(Entries drawn from a collection)
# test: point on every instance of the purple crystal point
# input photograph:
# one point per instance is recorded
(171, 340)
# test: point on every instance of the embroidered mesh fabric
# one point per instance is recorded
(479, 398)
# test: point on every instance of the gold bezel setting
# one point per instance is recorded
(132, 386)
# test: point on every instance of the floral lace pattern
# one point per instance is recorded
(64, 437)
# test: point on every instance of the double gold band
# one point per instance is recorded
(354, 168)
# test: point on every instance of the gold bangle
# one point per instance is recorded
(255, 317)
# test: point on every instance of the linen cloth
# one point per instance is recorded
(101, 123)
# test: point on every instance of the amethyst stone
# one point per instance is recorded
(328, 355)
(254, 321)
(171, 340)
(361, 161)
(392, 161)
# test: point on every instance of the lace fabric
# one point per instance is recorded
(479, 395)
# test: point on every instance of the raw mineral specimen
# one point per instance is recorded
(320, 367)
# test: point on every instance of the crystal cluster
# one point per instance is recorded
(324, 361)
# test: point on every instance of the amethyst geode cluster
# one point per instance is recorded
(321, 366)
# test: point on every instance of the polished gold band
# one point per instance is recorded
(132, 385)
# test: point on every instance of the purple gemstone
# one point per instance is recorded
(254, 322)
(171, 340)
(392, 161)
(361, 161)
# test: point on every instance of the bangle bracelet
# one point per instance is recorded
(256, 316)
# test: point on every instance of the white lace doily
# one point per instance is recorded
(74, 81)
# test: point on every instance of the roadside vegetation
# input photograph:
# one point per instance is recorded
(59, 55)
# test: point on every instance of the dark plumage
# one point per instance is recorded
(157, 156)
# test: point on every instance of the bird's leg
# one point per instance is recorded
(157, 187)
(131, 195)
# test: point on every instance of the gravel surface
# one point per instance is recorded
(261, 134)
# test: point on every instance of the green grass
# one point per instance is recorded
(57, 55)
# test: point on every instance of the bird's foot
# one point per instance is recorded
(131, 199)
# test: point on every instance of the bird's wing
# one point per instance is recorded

◆ TO DO:
Rewrite all the records above, replacing "one point per instance is recorded" with "a single point is logged for each instance" at every occurrence and keeping everything else unchanged.

◆ SOLUTION TO THIS EXERCISE:
# test: point on every instance of the purple crystal point
# input photograph:
# a single point is logged for each instance
(171, 340)
# test: point on every instance of the embroidered mesh fabric
# a single point is logged for each instance
(479, 398)
# test: point on every instance of the gold bezel setting
# a single point is logged for each instance
(132, 386)
# test: point on every instance of the floral lace pattern
# a single point is logged for each instance
(64, 437)
# test: point on every instance of the double gold band
# a single point is logged for each instance
(354, 168)
# test: point on every instance of the gold bangle
# a single point is logged for each instance
(255, 317)
# test: point on every instance of the linen cloth
# a single point is logged for each instance
(101, 123)
# test: point on every instance of the amethyst stone
# a single point is logged for each instance
(328, 355)
(254, 321)
(171, 340)
(361, 161)
(392, 161)
# test: point on every instance of the lace fabric
# a single point is logged for each instance
(479, 395)
# test: point on every instance of the raw mineral specimen
# a single point is logged for each instance
(320, 367)
# test: point on every instance of the crystal cluster
# a single point is logged for each instance
(324, 361)
# test: point on every instance of the amethyst geode cluster
# a single point is logged for each instance
(321, 366)
# test: point on every instance of the polished gold band
# a single point is logged for each instance
(132, 385)
# test: point on every instance of the purple gemstone
# a single point is logged for each instance
(254, 322)
(171, 340)
(392, 161)
(361, 161)
# test: point on every instance of the bangle bracelet
# a single point is logged for each instance
(256, 316)
# test: point on every instance of the white lace doily
# a single point is logged for each instance
(74, 81)
# test: point on every instance of the roadside vegetation
# input photograph:
# a single point is logged for each instance
(59, 55)
# test: point on every instance of the dark plumage
# a single point is logged for each instance
(157, 156)
# test: point on every instance of the bird's leg
# a single point is logged for each instance
(157, 187)
(131, 195)
# test: point on every instance of the gravel surface
# a single point is logged for each instance
(261, 134)
# test: point on every instance of the green grass
# a single point is logged for each instance
(57, 55)
# test: point on every instance of the bird's foot
# a single point is logged for each instance
(131, 199)
# test: point on every instance of the bird's wing
# a single point is logged for each instance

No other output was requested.